**Selected extract:**

BEGIN

A recent study based on data from the USA investigated early and late pregnancy exposures to duloxetine and found no increased risk of preterm birth, and a potentially small increased risk of SGA [17]. Because of the limited amount of available data in previous studies, the aim of the present study was to investigate the association between duloxetine exposure during pregnancy and preterm birth and SGA in a population consisting of all pregnancies from Sweden and Denmark over 12 years, with detailed information about potential confounders and various comparators.
2 Methods
This was a nationwide observational cohort study. Based on Danish and Swedish national registers, live births were identified, including information about SGA and preterm birth. Mothers exposure to antidepressants as well as potential confounders were collected.
The cohort consisted of all pregnancies with a registered live birth from 2004 to 2016, identified via the national Danish and Swedish medical birth registers, respectively. Exclusion criteria included mothers emigrating between 365 days prior to the last menstrual period (LMP) until 30 days post-delivery, pregnancies with a missing or implausible gestational age (before week 20 or after week 45), and missing birth weight.

END

**Tasks to carry out:**
A. List every exclusion criterion the duloxetine excerpt gives for the cohort.
B. Answer from the duloxetine excerpt:
(i) What did the recent US-based study find about the risk of preterm birth?
(ii) Which two countries' national registers supplied the data?
(iii) Over what years were pregnancies with a registered live birth included?
None of the lines that come after the text are needed for the tasks on it.

**Supplied material:**
BEGIN

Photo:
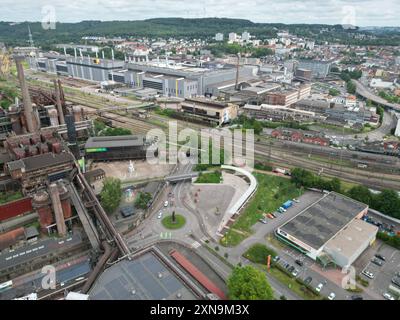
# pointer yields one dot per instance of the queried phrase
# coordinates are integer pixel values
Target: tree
(110, 195)
(249, 283)
(143, 199)
(387, 202)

END

**Expected responses:**
A.
- Mothers emigrating between 365 days prior to the last menstrual period (LMP) until 30 days post-delivery
- Pregnancies with a missing or implausible gestational age (before week 20 or after week 45)
- Missing birth weight

B.
(i) No increased risk of preterm birth.
(ii) Denmark and Sweden.
(iii) 2004 to 2016.